Text section |
++++++

BOOK REVIEW

Jim Shepard touches all bases with "Batting Against Castro"

BATTING AGAINST CASTRO. By Jim Shepard. Knopf. 224 pages. $22.

Reviewed by Seth Rogovoy

(WILLIAMSTOWN, Mass., Oct. 20, 1996) -- Some authors feel the need to insert themselves into their fictions, while others are content with the having created the illusion of something wholly separate from themselves. You can feel the presence of the former -- stylists like Martin Amis, Paul Auster and Philip Roth -- hovering throughout their plots, their characters, in the very words they choose, whereas the latter allow the needs of their individual narratives to dictate their style. Jim Shepard, the author of four previous novels, is an example of the latter type, which is made athletically obvious in "Batting Against Castro," the Williamstown author's new short-story collection featuring 14 stories whose range of style and subject matter is as astonishingly varied as winter-league baseball, German expressionist filmmaking, vulcanology, aerial warfare and teen angst.

Several of Shepard's tales place ordinary people in extraordinary situations. In the title story, two ballplayers trying to salvage their fading careers by playing winter baseball in Cuba find themselves in the whirlwind of a revolution, where they become the unwitting focus of a showdown between the dictator Batista and the renegade Castro.

++++++

Problems to work on |
(A) From the book review, give again the passage starting at "Several of Shepard's" and ending at "the renegade Castro.".
(B) List the subjects the book review names to show the varied style and subject matter of the stories in the collection.
(C) Pick up the review of "Batting Against Castro" where it stops and write its next few sentences.

Entries |
++++++

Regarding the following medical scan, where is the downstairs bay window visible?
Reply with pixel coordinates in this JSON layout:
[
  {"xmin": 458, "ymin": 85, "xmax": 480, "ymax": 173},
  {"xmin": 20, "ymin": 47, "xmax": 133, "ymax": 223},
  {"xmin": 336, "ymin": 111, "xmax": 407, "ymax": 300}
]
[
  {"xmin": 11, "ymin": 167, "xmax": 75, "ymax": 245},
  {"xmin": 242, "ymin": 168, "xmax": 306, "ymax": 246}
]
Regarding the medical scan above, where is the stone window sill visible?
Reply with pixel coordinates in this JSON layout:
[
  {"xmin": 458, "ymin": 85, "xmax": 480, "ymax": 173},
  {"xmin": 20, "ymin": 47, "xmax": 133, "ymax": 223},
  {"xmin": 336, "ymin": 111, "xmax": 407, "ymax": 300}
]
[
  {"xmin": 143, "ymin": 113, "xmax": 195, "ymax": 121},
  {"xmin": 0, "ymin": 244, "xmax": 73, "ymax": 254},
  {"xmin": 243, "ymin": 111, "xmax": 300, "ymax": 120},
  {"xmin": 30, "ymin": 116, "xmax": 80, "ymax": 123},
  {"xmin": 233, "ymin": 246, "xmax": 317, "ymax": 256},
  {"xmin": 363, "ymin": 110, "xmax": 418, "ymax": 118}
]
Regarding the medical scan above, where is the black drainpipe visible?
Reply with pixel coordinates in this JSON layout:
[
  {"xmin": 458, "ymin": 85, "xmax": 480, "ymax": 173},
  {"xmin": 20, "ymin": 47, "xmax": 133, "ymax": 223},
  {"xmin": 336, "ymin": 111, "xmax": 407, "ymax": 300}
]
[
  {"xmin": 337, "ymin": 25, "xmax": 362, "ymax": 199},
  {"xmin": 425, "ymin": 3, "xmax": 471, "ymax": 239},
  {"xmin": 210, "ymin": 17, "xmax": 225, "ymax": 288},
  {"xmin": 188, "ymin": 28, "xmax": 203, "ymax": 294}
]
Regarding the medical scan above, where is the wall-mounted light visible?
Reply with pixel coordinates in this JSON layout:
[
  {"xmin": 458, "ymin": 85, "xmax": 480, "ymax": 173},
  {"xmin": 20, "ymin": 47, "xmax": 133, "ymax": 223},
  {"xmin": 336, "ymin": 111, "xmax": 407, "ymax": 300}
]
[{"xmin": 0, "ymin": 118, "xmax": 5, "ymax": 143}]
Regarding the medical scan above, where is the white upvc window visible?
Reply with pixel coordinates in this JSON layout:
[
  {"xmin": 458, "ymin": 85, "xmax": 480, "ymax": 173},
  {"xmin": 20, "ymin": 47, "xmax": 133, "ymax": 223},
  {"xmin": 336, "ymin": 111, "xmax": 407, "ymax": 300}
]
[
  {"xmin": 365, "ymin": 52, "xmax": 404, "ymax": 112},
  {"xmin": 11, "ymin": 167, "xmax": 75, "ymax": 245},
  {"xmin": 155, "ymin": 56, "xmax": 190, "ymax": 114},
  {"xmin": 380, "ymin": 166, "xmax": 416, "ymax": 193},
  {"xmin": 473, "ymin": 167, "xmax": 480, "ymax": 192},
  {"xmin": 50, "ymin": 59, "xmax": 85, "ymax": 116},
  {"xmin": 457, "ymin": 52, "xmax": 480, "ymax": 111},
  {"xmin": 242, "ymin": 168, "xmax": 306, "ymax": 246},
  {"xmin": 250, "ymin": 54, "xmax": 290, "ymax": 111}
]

++++++

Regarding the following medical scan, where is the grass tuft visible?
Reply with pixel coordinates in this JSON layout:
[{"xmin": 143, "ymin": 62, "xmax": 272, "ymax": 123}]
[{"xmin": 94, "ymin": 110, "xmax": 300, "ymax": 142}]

++++++

Answers given |
(A)
Several of Shepard's tales place ordinary people in extraordinary situations. In the title story, two ballplayers trying to salvage their fading careers by playing winter baseball in Cuba find themselves in the whirlwind of a revolution, where they become the unwitting focus of a showdown between the dictator Batista and the renegade Castro.

(B)
winter-league baseball
German expressionist filmmaking
vulcanology
aerial warfare
teen angst

(C)
The tacky banality of a road trip through Florida by a husband and wife with R.V. in tow is put into hard relief in "Atomic Tourism," wherein the sightseeing highlights are the remains of a crater- strewn, post-nuclear landscape.

In "Messiah," one of several stories that use organized sports as a motif, a college recruit finds himself lured into a web of violence and treachery at the hands of the title character. And the dream-like "Ida" uses the football field to render a surreal vision of family values that might have come out of the warped mind of Jack Kemp.

Shepard is a nimble interpreter of young minds. In "Eustace," a Catholic-school student locks the doors of his school in protest against what he sees as the disparity between the teachings of the nuns and the reality of an unjust world where adults do not practice what they preach. "Spending the Night with the Poor" is narrated by an upper-class high school student who is alternately fascinated and repelled by a friend from the other side of the tracks. Her curiosity and desire to "help" her friend gets the best of her when she winds up with a much deeper appreciation for her friend's life than she ever bargained for.

"Nosferatu" purports to be the journal-like notations of German filmmaker F.^W. Murnau during the making of that early horror classic. The story portrays a movie set much like that of today, where movies become finished products only in spite of the bickering among producers, actors, directors and technicians conspiring against the ultimate realization of their common goal. The short piece, "Who We Are, What We're Doing," showcases Shepard's fascination with lingo, in this case a first-person narration by a fighter pilot which says as much about the beauty and power of language itself as anything.

Shepard uses objects of obsession to frame psychological dramas. In "Mars Attacks," a collection of old, sci-fi trading cards functions as a bridge between estranged brothers. The brothers reappear in "Krakatau," this time as adults, wherein the simmering threat of the volcano functions as a metaphor for one brother's violent eruptions and the other's repressed fury.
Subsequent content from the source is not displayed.